**EXERCISE DETAILS**
The exercise asks for every line of the data to be reproduced exactly.

[Opening DATA FOR THIS TASK section]

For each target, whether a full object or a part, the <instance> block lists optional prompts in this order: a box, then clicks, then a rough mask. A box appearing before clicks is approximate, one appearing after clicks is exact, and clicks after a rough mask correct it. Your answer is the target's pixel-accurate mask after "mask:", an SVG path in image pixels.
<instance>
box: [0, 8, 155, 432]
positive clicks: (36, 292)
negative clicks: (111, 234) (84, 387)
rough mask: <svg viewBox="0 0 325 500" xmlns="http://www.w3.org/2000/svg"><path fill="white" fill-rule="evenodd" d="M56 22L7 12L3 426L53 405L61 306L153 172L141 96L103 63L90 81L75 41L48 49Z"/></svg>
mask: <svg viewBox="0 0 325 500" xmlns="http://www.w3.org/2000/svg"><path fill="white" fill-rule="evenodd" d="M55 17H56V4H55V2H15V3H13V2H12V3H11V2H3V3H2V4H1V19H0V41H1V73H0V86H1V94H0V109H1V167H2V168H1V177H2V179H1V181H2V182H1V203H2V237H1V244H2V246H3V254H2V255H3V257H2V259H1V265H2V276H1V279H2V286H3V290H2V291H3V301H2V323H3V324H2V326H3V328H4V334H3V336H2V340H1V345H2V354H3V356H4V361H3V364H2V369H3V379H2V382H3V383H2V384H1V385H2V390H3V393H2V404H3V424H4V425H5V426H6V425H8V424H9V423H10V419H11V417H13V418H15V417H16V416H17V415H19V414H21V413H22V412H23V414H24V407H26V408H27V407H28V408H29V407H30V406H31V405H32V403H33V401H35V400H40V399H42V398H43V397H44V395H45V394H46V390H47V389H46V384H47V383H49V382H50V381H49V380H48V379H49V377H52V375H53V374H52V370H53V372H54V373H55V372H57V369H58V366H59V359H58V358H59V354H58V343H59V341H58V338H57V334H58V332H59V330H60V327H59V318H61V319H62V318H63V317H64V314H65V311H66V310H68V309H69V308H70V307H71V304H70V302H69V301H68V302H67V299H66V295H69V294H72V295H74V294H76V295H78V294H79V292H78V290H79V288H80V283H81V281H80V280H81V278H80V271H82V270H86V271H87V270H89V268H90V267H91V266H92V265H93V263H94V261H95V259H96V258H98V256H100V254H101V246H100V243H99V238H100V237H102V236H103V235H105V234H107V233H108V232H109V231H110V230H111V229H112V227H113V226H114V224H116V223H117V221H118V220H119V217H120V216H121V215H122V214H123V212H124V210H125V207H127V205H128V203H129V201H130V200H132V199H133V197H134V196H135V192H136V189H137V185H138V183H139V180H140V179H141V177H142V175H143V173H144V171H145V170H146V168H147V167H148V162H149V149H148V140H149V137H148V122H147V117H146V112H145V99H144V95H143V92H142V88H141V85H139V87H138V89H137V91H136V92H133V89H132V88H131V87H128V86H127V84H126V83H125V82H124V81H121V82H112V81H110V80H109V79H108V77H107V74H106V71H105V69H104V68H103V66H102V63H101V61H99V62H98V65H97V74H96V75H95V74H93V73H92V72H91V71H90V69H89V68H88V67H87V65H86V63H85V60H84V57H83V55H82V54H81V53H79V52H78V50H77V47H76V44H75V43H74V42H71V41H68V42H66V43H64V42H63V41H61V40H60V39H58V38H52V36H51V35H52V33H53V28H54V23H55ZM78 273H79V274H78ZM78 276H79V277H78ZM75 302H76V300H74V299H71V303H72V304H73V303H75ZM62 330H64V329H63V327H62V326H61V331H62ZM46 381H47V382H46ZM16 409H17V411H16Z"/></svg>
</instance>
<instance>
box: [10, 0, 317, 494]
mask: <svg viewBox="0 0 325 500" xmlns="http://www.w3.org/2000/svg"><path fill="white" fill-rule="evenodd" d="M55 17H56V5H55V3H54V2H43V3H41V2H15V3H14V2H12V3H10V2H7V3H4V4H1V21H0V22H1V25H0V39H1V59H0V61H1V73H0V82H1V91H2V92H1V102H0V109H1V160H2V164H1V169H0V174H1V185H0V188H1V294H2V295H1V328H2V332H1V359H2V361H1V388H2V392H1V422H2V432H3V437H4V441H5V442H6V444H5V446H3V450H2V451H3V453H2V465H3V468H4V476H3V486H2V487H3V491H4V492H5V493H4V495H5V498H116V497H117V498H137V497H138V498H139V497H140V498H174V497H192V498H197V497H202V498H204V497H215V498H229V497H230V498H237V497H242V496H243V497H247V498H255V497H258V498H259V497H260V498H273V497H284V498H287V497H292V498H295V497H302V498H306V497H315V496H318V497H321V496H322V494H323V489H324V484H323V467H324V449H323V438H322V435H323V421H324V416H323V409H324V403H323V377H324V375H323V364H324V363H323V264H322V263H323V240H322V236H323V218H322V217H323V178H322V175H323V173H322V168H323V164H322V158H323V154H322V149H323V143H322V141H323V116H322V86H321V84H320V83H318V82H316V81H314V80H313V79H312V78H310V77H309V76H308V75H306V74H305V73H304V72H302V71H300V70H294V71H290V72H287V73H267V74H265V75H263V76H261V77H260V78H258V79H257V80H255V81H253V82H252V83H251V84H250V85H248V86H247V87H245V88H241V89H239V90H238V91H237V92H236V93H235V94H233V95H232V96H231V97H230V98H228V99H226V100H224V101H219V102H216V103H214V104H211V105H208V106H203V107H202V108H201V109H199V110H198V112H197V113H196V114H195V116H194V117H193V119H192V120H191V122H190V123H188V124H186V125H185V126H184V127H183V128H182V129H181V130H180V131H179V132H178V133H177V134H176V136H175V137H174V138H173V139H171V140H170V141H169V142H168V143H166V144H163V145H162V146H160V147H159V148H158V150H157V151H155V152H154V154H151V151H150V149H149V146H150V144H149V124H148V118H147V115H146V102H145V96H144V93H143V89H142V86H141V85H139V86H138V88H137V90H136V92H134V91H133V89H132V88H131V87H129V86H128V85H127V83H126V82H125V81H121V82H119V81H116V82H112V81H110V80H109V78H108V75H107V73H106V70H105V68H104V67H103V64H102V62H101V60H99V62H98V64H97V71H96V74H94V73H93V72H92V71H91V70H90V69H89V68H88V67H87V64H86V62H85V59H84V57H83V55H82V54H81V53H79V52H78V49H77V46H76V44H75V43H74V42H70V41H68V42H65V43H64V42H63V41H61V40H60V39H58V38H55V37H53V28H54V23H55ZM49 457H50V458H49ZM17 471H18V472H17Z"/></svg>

[Closing DATA FOR THIS TASK section]

**EXERCISE OUTPUT**
For each target, whether a full object or a part, the <instance> block lists optional prompts in this order: a box, then clicks, then a rough mask. A box appearing before clicks is approximate, one appearing after clicks is exact, and clicks after a rough mask correct it. Your answer is the target's pixel-accurate mask after "mask:", an SVG path in image pixels.
<instance>
box: [0, 8, 155, 432]
positive clicks: (36, 292)
negative clicks: (111, 234) (84, 387)
rough mask: <svg viewBox="0 0 325 500" xmlns="http://www.w3.org/2000/svg"><path fill="white" fill-rule="evenodd" d="M56 22L7 12L3 426L53 405L61 306L153 172L141 96L103 63L90 81L75 41L48 49Z"/></svg>
mask: <svg viewBox="0 0 325 500" xmlns="http://www.w3.org/2000/svg"><path fill="white" fill-rule="evenodd" d="M55 17H56V4H55V2H15V3H13V2H12V3H11V2H3V3H2V4H1V19H0V41H1V73H0V86H1V94H0V109H1V167H2V168H1V177H2V179H1V181H2V182H1V203H2V237H1V244H2V246H3V254H2V255H3V257H2V259H1V265H2V276H1V279H2V286H3V290H2V291H3V301H2V323H3V324H2V326H3V328H4V334H3V336H2V340H1V345H2V354H3V356H4V361H3V364H2V369H3V379H2V382H3V383H2V384H1V385H2V390H3V393H2V404H3V424H4V425H5V426H6V425H8V424H9V423H10V419H11V417H13V418H15V417H16V416H17V415H19V414H21V413H22V412H23V414H24V407H26V408H27V407H28V408H29V407H30V406H31V405H32V403H33V401H35V400H40V399H42V398H43V397H44V395H45V394H46V390H47V389H46V384H47V383H49V382H50V381H49V380H48V379H49V377H52V375H53V374H52V370H53V372H54V373H55V372H57V369H58V366H59V359H58V358H59V354H58V343H59V341H58V338H57V334H58V332H59V330H60V327H59V318H61V319H62V318H63V317H64V314H65V311H66V310H68V309H69V308H70V307H71V304H70V302H69V301H68V302H67V299H66V295H69V294H72V295H74V294H76V295H78V294H79V292H78V290H79V288H80V283H81V281H80V280H81V278H80V271H82V270H86V271H87V270H89V268H90V267H91V266H92V265H93V263H94V261H95V259H96V258H98V256H100V254H101V246H100V243H99V238H100V237H102V236H103V235H105V234H107V233H108V232H109V231H110V230H111V229H112V227H113V226H114V224H116V223H117V221H118V220H119V217H120V216H121V215H122V214H123V212H124V210H125V207H127V205H128V203H129V201H130V200H132V199H133V197H134V196H135V192H136V189H137V185H138V183H139V180H140V179H141V177H142V175H143V173H144V171H145V170H146V168H147V167H148V162H149V149H148V140H149V137H148V122H147V117H146V112H145V99H144V95H143V92H142V88H141V85H139V87H138V89H137V91H136V92H133V89H132V88H131V87H128V86H127V84H126V83H125V82H124V81H121V82H112V81H110V80H109V79H108V77H107V74H106V71H105V69H104V68H103V66H102V63H101V61H99V62H98V65H97V74H96V75H95V74H93V73H92V72H91V71H90V69H89V68H88V67H87V65H86V63H85V60H84V57H83V55H82V54H81V53H79V52H78V50H77V47H76V44H75V43H74V42H71V41H68V42H66V43H64V42H63V41H61V40H60V39H58V38H52V36H51V35H52V33H53V28H54V23H55ZM78 273H79V274H78ZM78 276H79V277H78ZM75 302H76V300H74V299H71V303H72V304H73V303H75ZM62 330H64V329H63V327H62V326H61V331H62ZM46 381H47V382H46ZM16 409H17V411H16Z"/></svg>
</instance>
<instance>
box: [10, 0, 317, 494]
mask: <svg viewBox="0 0 325 500" xmlns="http://www.w3.org/2000/svg"><path fill="white" fill-rule="evenodd" d="M55 17H56V5H55V3H54V2H43V3H41V2H15V3H14V2H12V3H10V2H7V3H4V4H1V21H0V22H1V25H0V39H1V59H0V61H1V73H0V82H1V91H2V92H1V102H0V109H1V160H2V164H1V169H0V174H1V185H0V188H1V294H2V295H1V328H2V332H1V359H2V361H1V388H2V392H1V422H2V432H3V437H4V441H5V442H6V444H5V446H3V450H2V451H3V453H2V465H3V468H4V476H3V486H2V487H3V491H4V492H5V493H4V495H5V498H116V497H117V498H137V497H138V498H139V497H140V498H174V497H192V498H197V497H202V498H204V497H215V498H229V497H230V498H237V497H242V496H243V497H247V498H255V497H258V498H259V497H260V498H273V497H284V498H287V497H292V498H295V497H302V498H306V497H315V496H318V497H321V496H322V494H323V489H324V484H323V467H324V449H323V438H322V435H323V421H324V416H323V409H324V403H323V377H324V375H323V364H324V363H323V264H322V263H323V240H322V236H323V218H322V217H323V178H322V175H323V173H322V168H323V164H322V158H323V154H322V149H323V143H322V141H323V116H322V86H321V84H320V83H318V82H316V81H314V80H313V79H312V78H310V77H309V76H308V75H306V74H305V73H304V72H302V71H300V70H294V71H290V72H287V73H267V74H265V75H263V76H261V77H260V78H258V79H257V80H255V81H253V82H252V83H251V84H250V85H248V86H247V87H245V88H241V89H239V90H238V91H237V92H236V93H235V94H233V95H232V96H231V97H230V98H228V99H226V100H224V101H219V102H216V103H214V104H211V105H208V106H203V107H202V108H201V109H199V110H198V112H197V113H196V114H195V116H194V117H193V119H192V120H191V122H190V123H188V124H186V125H185V126H184V127H183V128H182V129H181V130H180V131H179V132H178V133H177V134H176V136H175V137H174V138H173V139H171V140H170V141H169V142H168V143H166V144H163V145H162V146H160V147H159V148H158V150H157V151H155V152H154V154H151V151H150V149H149V146H150V144H149V124H148V118H147V115H146V102H145V96H144V93H143V89H142V86H141V85H139V86H138V88H137V90H136V92H134V91H133V89H132V88H131V87H129V86H128V85H127V83H126V82H125V81H121V82H119V81H116V82H112V81H110V80H109V78H108V75H107V73H106V70H105V68H104V67H103V64H102V62H101V60H99V62H98V64H97V71H96V74H94V73H93V72H92V71H91V70H90V69H89V68H88V67H87V64H86V62H85V59H84V57H83V55H82V54H81V53H79V52H78V49H77V46H76V44H75V43H74V42H70V41H68V42H65V43H64V42H63V41H61V40H60V39H58V38H55V37H53V28H54V23H55ZM49 457H50V458H49ZM17 471H18V472H17Z"/></svg>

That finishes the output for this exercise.